Data to examine:
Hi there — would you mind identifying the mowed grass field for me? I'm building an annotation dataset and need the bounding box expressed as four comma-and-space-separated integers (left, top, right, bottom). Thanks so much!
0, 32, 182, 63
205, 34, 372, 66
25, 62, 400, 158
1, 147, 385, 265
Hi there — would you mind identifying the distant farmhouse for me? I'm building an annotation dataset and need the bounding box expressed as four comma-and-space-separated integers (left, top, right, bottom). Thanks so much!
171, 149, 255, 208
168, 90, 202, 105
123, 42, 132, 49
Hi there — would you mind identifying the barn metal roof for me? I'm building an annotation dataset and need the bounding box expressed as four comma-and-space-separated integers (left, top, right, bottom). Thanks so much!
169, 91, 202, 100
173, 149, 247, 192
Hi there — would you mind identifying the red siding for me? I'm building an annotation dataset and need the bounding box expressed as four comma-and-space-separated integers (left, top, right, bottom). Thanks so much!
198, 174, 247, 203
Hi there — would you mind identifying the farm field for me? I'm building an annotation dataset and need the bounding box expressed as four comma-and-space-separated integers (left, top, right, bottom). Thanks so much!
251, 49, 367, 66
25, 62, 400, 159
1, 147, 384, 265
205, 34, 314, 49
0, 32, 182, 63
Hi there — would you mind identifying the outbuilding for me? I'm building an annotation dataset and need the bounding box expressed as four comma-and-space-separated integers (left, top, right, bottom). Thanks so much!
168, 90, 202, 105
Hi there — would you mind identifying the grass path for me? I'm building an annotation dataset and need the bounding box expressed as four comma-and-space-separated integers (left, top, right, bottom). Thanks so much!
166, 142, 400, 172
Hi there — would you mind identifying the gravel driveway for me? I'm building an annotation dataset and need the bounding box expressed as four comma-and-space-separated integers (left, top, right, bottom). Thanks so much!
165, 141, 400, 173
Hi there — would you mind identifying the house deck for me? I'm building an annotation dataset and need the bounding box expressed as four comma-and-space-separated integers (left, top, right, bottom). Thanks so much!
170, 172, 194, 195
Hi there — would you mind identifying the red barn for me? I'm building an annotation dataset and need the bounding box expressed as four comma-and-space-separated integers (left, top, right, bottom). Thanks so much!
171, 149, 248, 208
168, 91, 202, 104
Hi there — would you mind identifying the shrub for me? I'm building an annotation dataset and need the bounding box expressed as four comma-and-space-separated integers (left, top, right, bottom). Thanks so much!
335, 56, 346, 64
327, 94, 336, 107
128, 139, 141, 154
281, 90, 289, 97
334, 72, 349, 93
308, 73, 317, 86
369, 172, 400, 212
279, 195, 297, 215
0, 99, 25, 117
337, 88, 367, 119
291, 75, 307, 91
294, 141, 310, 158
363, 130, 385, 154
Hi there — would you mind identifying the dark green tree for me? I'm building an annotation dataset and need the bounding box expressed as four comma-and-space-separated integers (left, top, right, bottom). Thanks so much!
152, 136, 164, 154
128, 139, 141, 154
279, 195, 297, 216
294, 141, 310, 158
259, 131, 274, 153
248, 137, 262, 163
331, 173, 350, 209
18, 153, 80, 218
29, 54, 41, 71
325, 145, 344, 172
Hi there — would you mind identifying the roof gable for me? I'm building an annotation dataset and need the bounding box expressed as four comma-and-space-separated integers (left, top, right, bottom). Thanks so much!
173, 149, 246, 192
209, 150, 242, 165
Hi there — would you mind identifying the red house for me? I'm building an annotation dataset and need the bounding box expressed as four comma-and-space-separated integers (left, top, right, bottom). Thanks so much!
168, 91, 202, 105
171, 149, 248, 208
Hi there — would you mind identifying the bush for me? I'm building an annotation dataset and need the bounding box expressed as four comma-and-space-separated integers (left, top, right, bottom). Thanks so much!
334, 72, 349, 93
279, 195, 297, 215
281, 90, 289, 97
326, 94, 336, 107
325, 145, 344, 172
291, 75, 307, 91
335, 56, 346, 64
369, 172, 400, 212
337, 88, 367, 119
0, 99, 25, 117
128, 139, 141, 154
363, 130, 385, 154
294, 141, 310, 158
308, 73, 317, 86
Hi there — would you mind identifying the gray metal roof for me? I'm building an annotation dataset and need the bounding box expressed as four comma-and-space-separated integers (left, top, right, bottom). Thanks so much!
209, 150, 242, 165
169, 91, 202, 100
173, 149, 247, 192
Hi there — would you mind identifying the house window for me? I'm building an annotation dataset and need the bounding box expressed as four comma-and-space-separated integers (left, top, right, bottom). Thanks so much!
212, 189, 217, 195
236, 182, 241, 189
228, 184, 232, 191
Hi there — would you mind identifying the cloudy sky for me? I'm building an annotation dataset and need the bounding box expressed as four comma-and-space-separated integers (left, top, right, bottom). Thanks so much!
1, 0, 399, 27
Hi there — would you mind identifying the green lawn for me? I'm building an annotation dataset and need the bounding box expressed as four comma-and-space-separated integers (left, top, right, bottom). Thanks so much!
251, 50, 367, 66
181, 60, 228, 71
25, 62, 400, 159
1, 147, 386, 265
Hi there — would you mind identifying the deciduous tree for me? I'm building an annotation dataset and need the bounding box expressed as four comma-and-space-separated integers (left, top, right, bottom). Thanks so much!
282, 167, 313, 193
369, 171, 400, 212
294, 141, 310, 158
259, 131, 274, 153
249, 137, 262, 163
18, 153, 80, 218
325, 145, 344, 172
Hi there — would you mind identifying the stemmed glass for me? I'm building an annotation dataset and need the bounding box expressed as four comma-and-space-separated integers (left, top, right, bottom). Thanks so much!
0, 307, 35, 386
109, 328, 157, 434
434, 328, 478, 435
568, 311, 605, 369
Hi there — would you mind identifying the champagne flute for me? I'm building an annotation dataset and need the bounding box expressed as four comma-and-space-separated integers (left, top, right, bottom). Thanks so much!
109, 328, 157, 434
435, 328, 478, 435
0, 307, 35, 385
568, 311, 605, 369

Assignment:
The entries above should be copied out exactly, with none left out.

Result for this task:
Hi there — would you mind identifying the mowed grass field for me? I'm building an annotation dataset and need the bounding box expressed as four comma-and-space-separated integers (left, top, right, bottom). Thanks so much!
0, 32, 182, 63
205, 34, 372, 66
25, 62, 400, 158
1, 147, 385, 265
Hi there — would you mind identifying the distant farmhouse for me? I'm building an annotation dataset and need the bounding box expressed as four comma-and-space-separated integers (left, top, right, bottom). Thanks so much!
171, 149, 255, 208
168, 90, 202, 105
123, 42, 132, 49
Hi there — would you mind identifying the barn metal roof for me? I'm building an annotation dataset and need the bounding box expressed as four comma-and-space-separated integers (left, top, right, bottom). Thanks so much!
169, 91, 202, 100
173, 149, 247, 192
Hi there — would you mind identifying the red siding for me? I'm building an annotation dataset and need the bounding box expressed as four comma-and-space-separated integers (left, top, right, bottom). Thanks so much!
198, 174, 247, 203
Hi there — would you mind identifying the farm field for me? I'm building an annotation dataset and need the bounding box expressed as four comma-and-space-separated integers (left, top, right, bottom). Thanks so much!
251, 49, 367, 66
25, 62, 400, 159
1, 147, 384, 265
205, 34, 314, 49
0, 32, 182, 63
Hi there — would you mind identifying the outbuilding for me? I'm building an annotation dataset and need the bounding box expressed as four comma-and-space-separated integers (left, top, right, bottom). Thanks so much!
168, 90, 202, 105
Hi there — would you mind identifying the grass path for me? I'm building an annotation dataset and need the bounding box expressed as four comma-and-space-separated integers (left, top, right, bottom). Thanks so much!
166, 142, 400, 172
Hi there — would you mind identifying the gravel driveway for me? I'm building an annotation dataset and need the bounding box expressed as four comma-and-space-separated integers (left, top, right, bottom). Thanks so much!
165, 141, 400, 173
Hi there — would you mind identifying the house deck for me? I'm building an annotation dataset and need the bounding box expressed as four comma-and-space-separated integers (left, top, right, bottom). Thanks so much!
170, 172, 194, 195
Hi there — would you mind identifying the red barn for me? I'm building an annotation dataset and need the bounding box expressed as four comma-and-space-separated integers (left, top, right, bottom). Thanks so much!
171, 149, 248, 208
168, 91, 202, 104
Hi there — would you mind identifying the shrub for me? I'm building an annotation dataset and need the bounding box expressed as four comma-and-space-separated integers (left, top, right, bottom). Thanks so much!
335, 56, 346, 64
327, 94, 336, 107
128, 139, 141, 154
281, 90, 289, 97
334, 72, 349, 93
308, 73, 317, 86
369, 172, 400, 212
279, 195, 297, 215
0, 99, 25, 117
337, 88, 367, 119
291, 75, 307, 91
294, 141, 310, 158
363, 130, 385, 154
Hi there — would you mind identifying the dark green tree for me? I'm building an annotation dataset and need the bounding box expressed as four comma-and-space-separated integers (left, top, right, bottom). Thanks so much!
152, 136, 164, 154
128, 139, 141, 154
279, 195, 297, 216
294, 141, 310, 158
259, 131, 274, 153
248, 137, 262, 163
331, 173, 350, 209
18, 153, 80, 218
29, 54, 41, 71
325, 145, 344, 172
Hi there — would you mind identifying the roof gable for me? I'm building an annotation dataset and need the bounding box expressed as four comma-and-space-separated integers (left, top, right, bottom). Thanks so much!
173, 149, 246, 192
209, 150, 242, 165
Hi there — would you mind identifying the red house for me? I'm building an annotation dataset and need the bounding box expressed as four comma-and-space-separated integers (left, top, right, bottom). Thanks so much!
168, 91, 202, 105
171, 149, 248, 208
Hi there — would you mind identifying the bush for me? I'm building an annotation dataset and need the bounding box expressed as four comma-and-space-separated integers (left, top, right, bottom). Thanks so much!
334, 72, 349, 93
279, 195, 297, 215
281, 90, 289, 97
326, 94, 336, 107
325, 145, 344, 172
291, 75, 307, 91
335, 56, 346, 64
369, 172, 400, 212
337, 88, 367, 119
0, 99, 25, 117
128, 139, 141, 154
363, 130, 385, 154
294, 141, 310, 158
308, 73, 317, 86
Hi there — would you mind identifying the gray metal roof for me? I'm building an annotation dataset and need the bounding box expressed as four comma-and-space-separated integers (left, top, right, bottom). Thanks so much!
209, 150, 242, 165
169, 91, 202, 100
173, 149, 247, 192
Hi there — would you mind identifying the house window for me? I'm building an annotation dataset and need the bounding box expressed as four comma-and-space-separated integers (left, top, right, bottom). Thanks so much!
212, 189, 217, 195
236, 182, 241, 189
228, 184, 232, 191
Hi there — would you mind identifying the cloudy sky for me? I'm building an annotation dataset and need the bounding box expressed as four comma-and-space-separated integers (left, top, right, bottom). Thanks so much!
1, 0, 399, 27
Hi there — would you mind identifying the green lawn for me? I'm building an annotation dataset and need the bounding box expressed as four comma-and-space-separated integers (left, top, right, bottom). Thanks so much!
251, 50, 367, 66
181, 60, 228, 71
25, 62, 400, 159
1, 147, 386, 265
Hi there — would you mind identifying the deciduous tree for me? I'm building an annotation dataset and need the bounding box expressed as four comma-and-space-separated integers (left, top, right, bottom). Thanks so much!
282, 167, 313, 193
369, 171, 400, 212
294, 141, 310, 158
259, 131, 274, 153
249, 137, 262, 163
18, 153, 80, 218
325, 145, 344, 172
Hi there — would you mind identifying the stemmed glass for me? I'm building an annotation dataset and need the bounding box expressed as four comma-and-space-separated integers (left, top, right, bottom). Thanks so much!
0, 307, 35, 386
109, 328, 157, 434
434, 328, 478, 435
568, 311, 605, 369
Hi there — would you mind identifying the champagne flute for me? I'm building an annotation dataset and need the bounding box expressed as four comma-and-space-separated integers (left, top, right, bottom). Thanks so much!
109, 328, 157, 434
435, 328, 478, 435
0, 307, 35, 385
568, 311, 605, 369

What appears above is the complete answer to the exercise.